* [SELECTION]

-- BEGIN --

Another thing, beyond the whole form factor issue, is that it seems the implied target audience for most UIs is content consumers. if you are a content creator, your requirements are rather different than those who are primarily consumers of pics and videos and texts. As a developer with decades of experience (ie, old fart) I like to see maximum amount of stuff on the screen(s), because I need access to lots of things to do my job.

Comment Re:Urban Fetch (Score 4, Informative) 139

The documentary about Kosmo.com, e-Dreams, is both fascinating and painful to watch. These guys went through a breathtakingly huge pile of money in a very short time, trying to do exactly this sort of personalized delivery. It gives you a real feel for how truly insane VC funding was in the late '90s. Maybe Kalanick should check this film out before putting too much effort into this idea.

-- END --

* [PROVIDED MATERIAL]
-- BEGIN --

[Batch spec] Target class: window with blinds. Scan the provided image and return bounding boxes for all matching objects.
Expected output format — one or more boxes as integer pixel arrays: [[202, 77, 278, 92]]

-- END --

* [WHAT TO WORK ON]
- 1) In the comments, what is the title of the documentary about Kosmo.com?
- 2) Carry on the comments about user interfaces and Kosmo.com from their last sentence.
The material has no connection to the comments.

* [RESULTS]
- 1) e-Dreams

- 2)
Comment Re:Customer service? (Score 1) 928

And I'm the opposite. Typically, my 1.5 hr layover between flight to $MAJOR_AIRPORT and the flight home turns into 45 minutes and a sprint to the gate for the connector flight. The last thing I want is to be carrying all of my crap while I'm running. And then there's the maintenance of that bag - Getting it to and from the nearest available spot, which might be a distance away from my seat, or worse, a gate check. Given the state of Intra-US flight, I'd have missed half my connectors if I had my stuff.

Comment Re:They surely are shuffling things around (Score 1) 293

I've seen disorganized large systems like this before - In the one case I'm thinking of, the root cause was that upper level management had no concerns about consistency or a unified architecture, and let each app team deliver what the team wanted without much in the way of group collaboration. This smells like a similar scenario.

Comment Palm Zire, iPod Photo, Stereo Stuff (Score 1) 702

The Palm runs a time logger that I've used to track my work hours since 2003. The thing has outlasted at least a couple of Apple notebooks that it synched to. The iPod Photo I bought in October of 2004 still uses it's original battery. And then there's the musical stuff - A set of Adcom audio separates talking to a pair of Magnepans bought in the late '80s. The Maggies were reconditioned in the mid '90s. That set up still sounds great.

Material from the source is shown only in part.